• _Given problem A_: In the matrix shad forum thread, which two colors does LIM-IT-OUT call his go-to colors?

# Excerpted passage start

# matrix shad - questions



## ALFisher (May 26, 2010)

keep hearing about these magic lures. never seen them in a store that I know of, but I see that they are a LA company and sell over there and in MS. So, I guess I will order some. What colors work best in Pcola/OB area? thanks.


----------



## LIM-IT-OUT (Aug 26, 2014)

Send me a PM with your phone number ill give u the 411. 

You can find them at Outcast bait and tackle, Avalon BT, Tight Lines BT, and Academy

My go to colors are tiger bait and ultra violet. 5/16 and 3/8 oz jig heads work best for 3-15ft of water.

To make things SWEETER I just landed a 500 dollar flounder on the tiger bait Matrix in the Bud Light it took 1st place flounder in the inshore Div.

Im part of their pro staff not a salesmen I use these lures because they catch fish and fit my style of fishing. How they work and how they work for me is a long story. Versatility is what makes them magical

With that beeing said I could possibly get you a deal on your first order.


----------



## John B. (Oct 2, 2007)

Wtf is a matrix shad?


----------



## tailfisher1979 (Jan 24, 2012)

A jazzed up cocahoe minnow like the ones from H&H.


----------



## a (Oct 2, 2007)

John B. said:


> Wtf is a matrix shad?


sounds like a freshwater plastic


----------



## Yo-Zuri (May 31, 2015)

LIM-IT-OUT said:


> Send me a PM with your phone number ill give u the 411.
> 
> You can find them at Outcast bait and tackle, Avalon BT, Tight Lines BT, and Academy
> 
> ...


Just pulled this guy out of Big Lagoon yesterday. Note the ultra-violet Matrix Shad with the 5/16-ounce jig head:


----------



## John B. (Oct 2, 2007)

Monster.


----------



## SWAngler (Sep 13, 2014)

Kayaked in the grass late this evening in the sound. Cast MR for 45 minutes...nothing. Like the other day, then threw the matrix violet and first cast got a 15.5" spec. Storm headed my way. Trolled the matrix racing back home and got slammed right off. Must have been a spanish, because it sliced my line.

Violet seems to be the ticket lately. 

I have no affiliation with Matrix.


----------



## halo1 (Oct 4, 2007)

How do you retrieve the shad to get best results? Is it a fast retrieve or or just barely bumping the bottom? I've heard a lot of great stuff about this bait. Thanks for any info! I bought a pack today from Broxsons in navarre


----------



## SWAngler (Sep 13, 2014)

# Excerpted passage end
# Data for this task start

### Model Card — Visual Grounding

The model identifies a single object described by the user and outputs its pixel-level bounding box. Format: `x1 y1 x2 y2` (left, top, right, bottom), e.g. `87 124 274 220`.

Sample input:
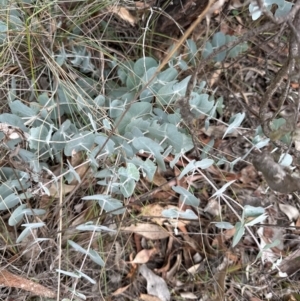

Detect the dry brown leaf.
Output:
141 203 166 226
132 248 157 264
112 283 131 296
121 223 170 240
140 294 161 301
139 264 171 301
48 183 76 198
180 292 198 300
108 6 136 26
0 270 56 298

# Data for this task end

• _Given problem B_: Rewrite the listing above, which follows the matrix shad forum thread, with "Detect" replaced by "Locate" and everything else unchanged. Leave the pictures out of your answer.

• _Expected output A_: Tiger bait and ultra violet.

• _Expected output B_:
### Model Card — Visual Grounding

The model identifies a single object described by the user and outputs its pixel-level bounding box. Format: `x1 y1 x2 y2` (left, top, right, bottom), e.g. `87 124 274 220`.

Sample input:

Locate the dry brown leaf.
Output:
141 203 166 226
132 248 157 264
112 283 131 296
121 223 170 240
140 294 161 301
139 264 171 301
48 183 76 198
180 292 198 300
108 6 136 26
0 270 56 298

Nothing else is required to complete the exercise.